Fragment dokumentu

Dlaczego nie dzwonisz do murarza , bardzo mozliwe , ze dekarz , ktorego nazywasz palantem jest niewinny ...
 ... a tak wogole , to jak sie nazywa ten , ktory zatrudnia palantow   :Roll:

----------


## kaczorek.

u mnie juz postanowione i wełna kupiona (isovier uni mata 15 cm za 18,66 m2) krokwie 18 cm + pełne deskowanie.

2-3 cm szczelina wentylacyjna 15 cm miedzy krokwie  i 2-gie 15 cm  w poprzek czyli ocieplenia poddasza bedzie 30 cm nauczony doświadczeniem z poddaszy   :Wink2:   w zimie nie ma problemu bo sobie dogrzejesz jak cos gorzej latem czasami upały u mnie na poddaszu mnie dobijaja a mam 20 wełne + 3 styropian + dachowka cementowa i w lecie ciepło   :cry:

----------


## WanKon

Wartownik napisał:
 a tak wogole , to jak sie nazywa ten , ktory zatrudnia palantow






ten co zatrudnił palantów to idiota że dał się skusić na ich piękne opowieści. Nie potrafią ciąć zwykłą piłą (krzywo), olejem zapaprali folię, rynny nie do końca tak (spadek i położenie itd.)
A ten epitet był rzeczywiście niegrzeczny, sorry. Ale oni wzięli kasę bez zmrużenia oka i z tej fuszery karmią swe rodziny! Zrobiliśmy we trzech (oczywiście mniejszy)dach dwuspadowy z mniejszą ilością błędów.
A oni jak się okazało to nie dekarze tylko brygada samozwańcza, dekarze robią u Niemców

----------


## plusultra

Nie warto wierzyć ustnym gwarancjom fachowców... po pierwsze: pisemna umowa, która zawiera postanowienia dotyczące poprawek, warunki itd i chyba rzecz jeszcze ważniejsza: na stronach producentów wielu materiałów budowlanych są instrukcje i poradniki, nawet filmy, więc warto się z tym zapoznać by być nadzorcom prac w swoim domu. 
Teraz można zarzucać wykonawcy, że docieplenie zostało wykonane wbrew sztuce budowlanej skoro instrukcje rockwoola wyraźnie wskazują, że powinny być dwie warstwy wełny między i nad krokwiami i żądać należytego wykonania zobowiązania.

Zadanie
Podejmij, proszę, wątek forum o ocieplaniu poddasza i fuszerce ekipy dekarskiej, dopisując jego dalszy ciąg po ostatnim zdaniu. Rekordy nie odgrywają tu żadnej roli.

Wyodrębniony materiał
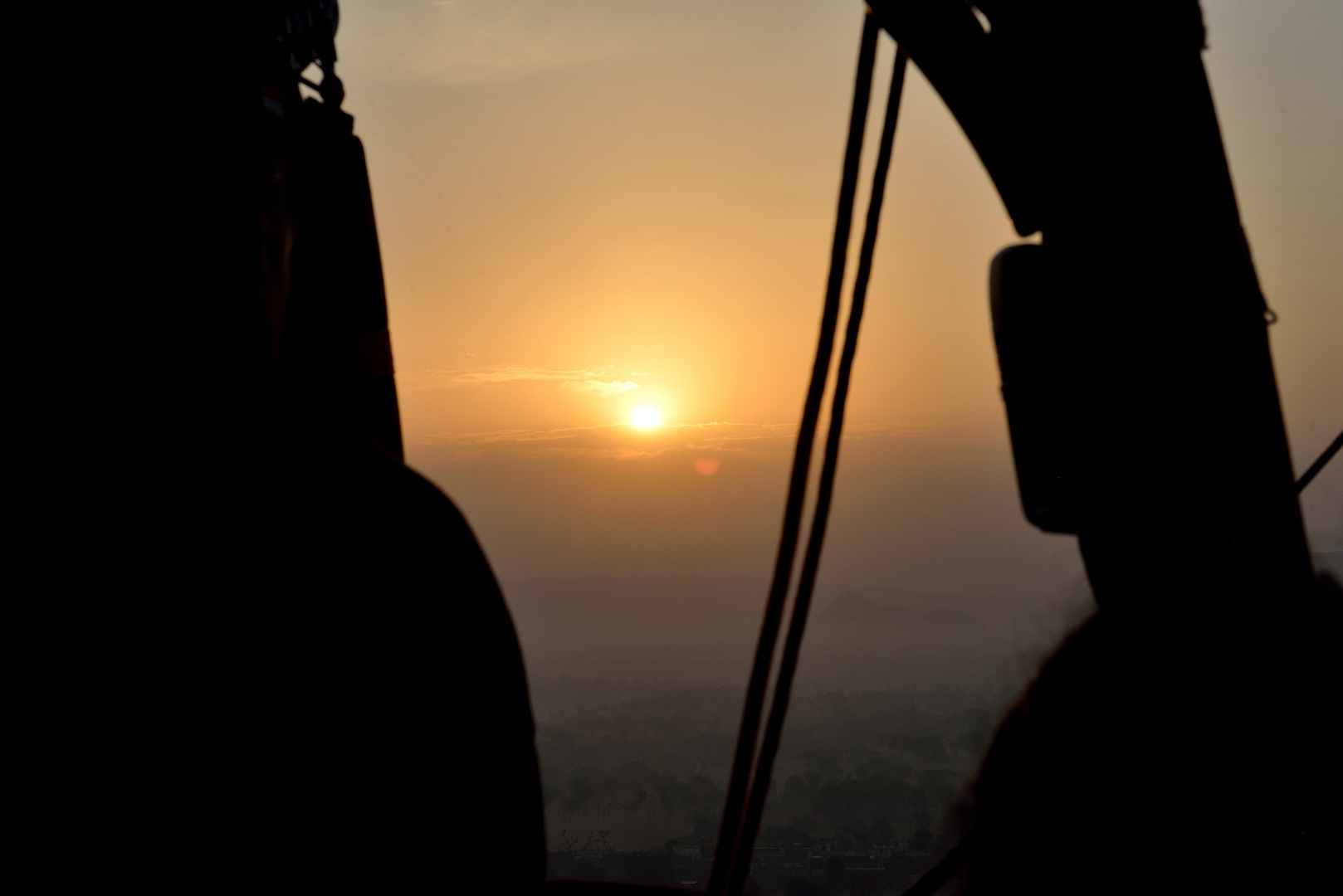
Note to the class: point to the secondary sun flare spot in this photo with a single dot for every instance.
(647, 416)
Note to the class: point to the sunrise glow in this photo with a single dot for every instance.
(647, 416)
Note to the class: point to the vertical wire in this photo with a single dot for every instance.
(743, 850)
(750, 731)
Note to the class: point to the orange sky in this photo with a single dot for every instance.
(593, 206)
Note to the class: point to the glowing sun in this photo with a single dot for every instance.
(647, 416)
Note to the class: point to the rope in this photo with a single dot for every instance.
(1319, 464)
(731, 826)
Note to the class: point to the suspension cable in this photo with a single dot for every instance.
(1319, 464)
(750, 731)
(808, 581)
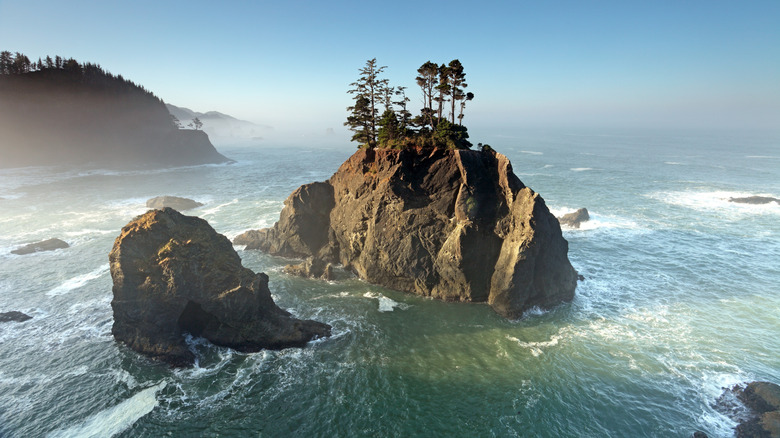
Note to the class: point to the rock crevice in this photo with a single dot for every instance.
(457, 225)
(173, 274)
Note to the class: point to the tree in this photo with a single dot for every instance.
(443, 90)
(388, 127)
(370, 87)
(404, 115)
(467, 97)
(360, 120)
(6, 61)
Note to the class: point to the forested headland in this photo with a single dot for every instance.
(59, 111)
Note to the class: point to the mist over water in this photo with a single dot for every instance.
(680, 300)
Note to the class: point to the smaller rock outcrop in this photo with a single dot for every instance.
(173, 274)
(14, 316)
(173, 202)
(311, 268)
(759, 415)
(757, 200)
(44, 245)
(574, 220)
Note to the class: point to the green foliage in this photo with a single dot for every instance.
(396, 127)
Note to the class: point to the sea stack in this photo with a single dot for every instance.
(452, 224)
(173, 274)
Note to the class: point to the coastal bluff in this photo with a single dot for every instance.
(81, 115)
(173, 275)
(452, 224)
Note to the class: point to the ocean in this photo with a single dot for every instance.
(680, 299)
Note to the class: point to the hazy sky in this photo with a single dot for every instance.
(530, 63)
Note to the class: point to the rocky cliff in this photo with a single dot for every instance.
(457, 225)
(173, 274)
(87, 116)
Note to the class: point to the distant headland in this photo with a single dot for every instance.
(59, 111)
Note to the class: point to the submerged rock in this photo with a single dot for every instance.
(14, 316)
(755, 200)
(311, 268)
(173, 274)
(457, 225)
(575, 219)
(44, 245)
(173, 202)
(759, 413)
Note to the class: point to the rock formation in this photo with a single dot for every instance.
(44, 245)
(82, 115)
(575, 219)
(457, 225)
(14, 316)
(759, 413)
(755, 200)
(173, 274)
(312, 268)
(173, 202)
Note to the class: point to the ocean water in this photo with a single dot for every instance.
(681, 299)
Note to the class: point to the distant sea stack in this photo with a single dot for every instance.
(173, 274)
(64, 112)
(457, 225)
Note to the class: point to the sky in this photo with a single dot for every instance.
(604, 64)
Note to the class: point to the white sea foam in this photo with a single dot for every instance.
(217, 208)
(386, 304)
(116, 419)
(536, 347)
(78, 281)
(716, 201)
(597, 221)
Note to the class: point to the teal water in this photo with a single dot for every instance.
(681, 299)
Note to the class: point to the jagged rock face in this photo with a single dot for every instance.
(44, 245)
(452, 224)
(575, 219)
(174, 202)
(173, 274)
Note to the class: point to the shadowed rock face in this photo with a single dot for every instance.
(457, 225)
(575, 219)
(173, 274)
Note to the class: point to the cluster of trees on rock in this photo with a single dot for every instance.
(443, 88)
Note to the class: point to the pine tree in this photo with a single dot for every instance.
(360, 120)
(428, 79)
(370, 87)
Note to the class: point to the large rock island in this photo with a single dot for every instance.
(64, 112)
(457, 225)
(173, 274)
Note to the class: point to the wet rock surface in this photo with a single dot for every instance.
(173, 274)
(173, 202)
(575, 219)
(457, 225)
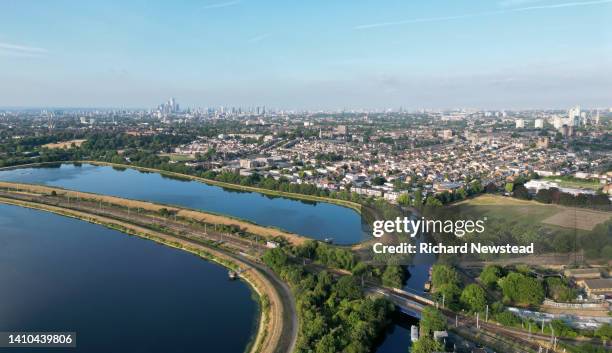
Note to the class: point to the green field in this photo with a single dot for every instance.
(553, 229)
(571, 182)
(175, 157)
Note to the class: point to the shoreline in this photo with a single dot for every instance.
(294, 196)
(270, 320)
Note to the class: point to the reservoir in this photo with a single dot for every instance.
(318, 220)
(118, 293)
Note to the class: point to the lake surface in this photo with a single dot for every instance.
(318, 220)
(119, 293)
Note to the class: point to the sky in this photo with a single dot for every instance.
(317, 54)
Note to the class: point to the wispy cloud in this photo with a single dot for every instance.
(482, 14)
(512, 3)
(259, 38)
(220, 5)
(15, 50)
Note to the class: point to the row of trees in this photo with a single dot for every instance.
(334, 315)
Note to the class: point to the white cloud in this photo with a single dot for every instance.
(483, 14)
(512, 3)
(259, 38)
(220, 5)
(22, 51)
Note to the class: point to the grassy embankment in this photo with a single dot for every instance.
(353, 205)
(534, 213)
(271, 319)
(349, 204)
(206, 217)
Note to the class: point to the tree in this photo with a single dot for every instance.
(443, 274)
(490, 275)
(432, 320)
(361, 270)
(521, 192)
(491, 188)
(604, 331)
(433, 202)
(418, 198)
(404, 199)
(521, 289)
(473, 298)
(378, 180)
(426, 344)
(393, 276)
(327, 344)
(544, 196)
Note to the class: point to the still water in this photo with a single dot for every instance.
(119, 293)
(318, 220)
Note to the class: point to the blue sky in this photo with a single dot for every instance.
(307, 54)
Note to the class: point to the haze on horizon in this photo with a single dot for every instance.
(501, 54)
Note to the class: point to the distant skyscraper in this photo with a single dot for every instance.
(573, 116)
(539, 123)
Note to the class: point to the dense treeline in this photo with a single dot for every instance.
(334, 314)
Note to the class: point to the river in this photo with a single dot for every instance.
(318, 220)
(119, 293)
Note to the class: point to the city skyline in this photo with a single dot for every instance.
(509, 54)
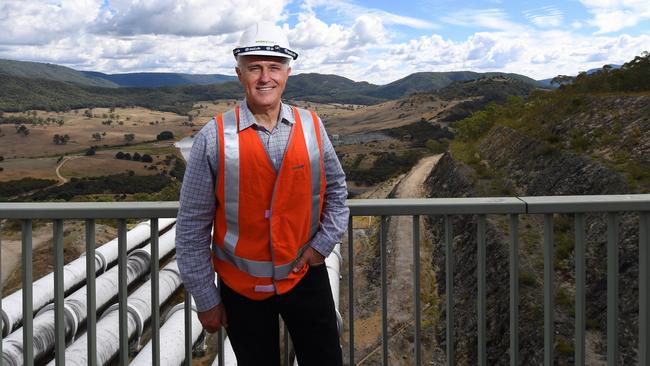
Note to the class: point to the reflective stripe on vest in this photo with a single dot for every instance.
(258, 268)
(264, 269)
(314, 160)
(231, 150)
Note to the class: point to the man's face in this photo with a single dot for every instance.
(264, 79)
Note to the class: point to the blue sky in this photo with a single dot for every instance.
(376, 41)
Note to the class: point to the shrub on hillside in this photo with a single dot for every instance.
(16, 187)
(165, 135)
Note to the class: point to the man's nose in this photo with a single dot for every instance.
(265, 75)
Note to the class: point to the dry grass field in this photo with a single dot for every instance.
(36, 155)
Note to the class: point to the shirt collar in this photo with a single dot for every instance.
(246, 118)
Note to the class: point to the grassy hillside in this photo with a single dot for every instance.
(38, 70)
(157, 79)
(21, 94)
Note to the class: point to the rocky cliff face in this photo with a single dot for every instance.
(533, 168)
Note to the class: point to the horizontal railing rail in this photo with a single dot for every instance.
(612, 205)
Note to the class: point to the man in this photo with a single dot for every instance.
(264, 176)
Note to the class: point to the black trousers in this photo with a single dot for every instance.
(308, 312)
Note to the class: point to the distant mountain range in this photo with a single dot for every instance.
(158, 79)
(36, 70)
(323, 84)
(32, 85)
(547, 82)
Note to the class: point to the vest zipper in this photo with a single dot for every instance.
(275, 186)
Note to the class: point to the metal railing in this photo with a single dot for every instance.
(481, 207)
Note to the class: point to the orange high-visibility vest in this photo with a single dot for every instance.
(264, 220)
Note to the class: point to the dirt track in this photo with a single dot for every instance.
(400, 232)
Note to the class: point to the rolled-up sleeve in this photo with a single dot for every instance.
(334, 219)
(195, 219)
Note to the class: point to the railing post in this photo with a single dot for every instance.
(580, 289)
(1, 330)
(514, 290)
(481, 296)
(155, 309)
(416, 287)
(188, 328)
(449, 264)
(91, 316)
(59, 323)
(351, 287)
(122, 293)
(549, 300)
(644, 288)
(221, 356)
(612, 289)
(384, 289)
(28, 315)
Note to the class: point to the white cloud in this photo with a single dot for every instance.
(186, 18)
(485, 18)
(548, 16)
(615, 15)
(348, 10)
(38, 23)
(311, 32)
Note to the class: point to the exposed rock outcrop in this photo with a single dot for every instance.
(532, 168)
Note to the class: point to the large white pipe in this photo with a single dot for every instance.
(172, 335)
(139, 310)
(75, 306)
(172, 332)
(74, 274)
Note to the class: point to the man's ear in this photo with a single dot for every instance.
(238, 71)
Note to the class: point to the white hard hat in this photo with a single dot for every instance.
(266, 39)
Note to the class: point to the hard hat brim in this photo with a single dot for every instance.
(265, 51)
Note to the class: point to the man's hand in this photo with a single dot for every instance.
(309, 256)
(214, 318)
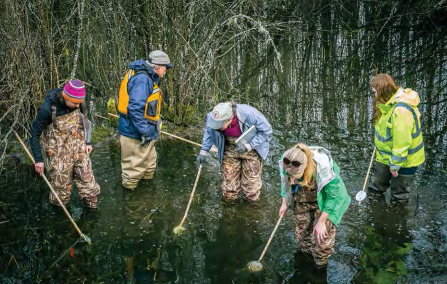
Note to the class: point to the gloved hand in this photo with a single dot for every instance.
(241, 149)
(200, 160)
(145, 141)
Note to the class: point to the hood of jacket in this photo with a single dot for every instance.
(407, 96)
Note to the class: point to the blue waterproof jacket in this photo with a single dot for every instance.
(140, 86)
(247, 117)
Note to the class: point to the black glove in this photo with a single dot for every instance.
(200, 160)
(241, 149)
(145, 141)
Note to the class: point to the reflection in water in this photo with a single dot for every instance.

Odpowiedź pisemna
My robimy tak:
dachówka, pełne deskowanie, 30 cm wełny drzewnej (duża pojemność cieplna zapobiega przegrzewaniu, nie tylko lambda się liczy) , krokwie dwuteowe z cieniutkim środnikiem, co minimalizuje mostek termiczny a od wewnątrz boazeria. (Wg mojej zasady: żadnych płyt gk w domu;p )

Poddasza w domach bez wentylacji mechanicznej są to duszne pomieszczenia bo ciężko je naturalnie wentylować i w związku z tym upał jest jeszcze bardziej dokuczliwy, wełna mineralna jest bardzo tania lepiej dać min 30 cm by nie żałować.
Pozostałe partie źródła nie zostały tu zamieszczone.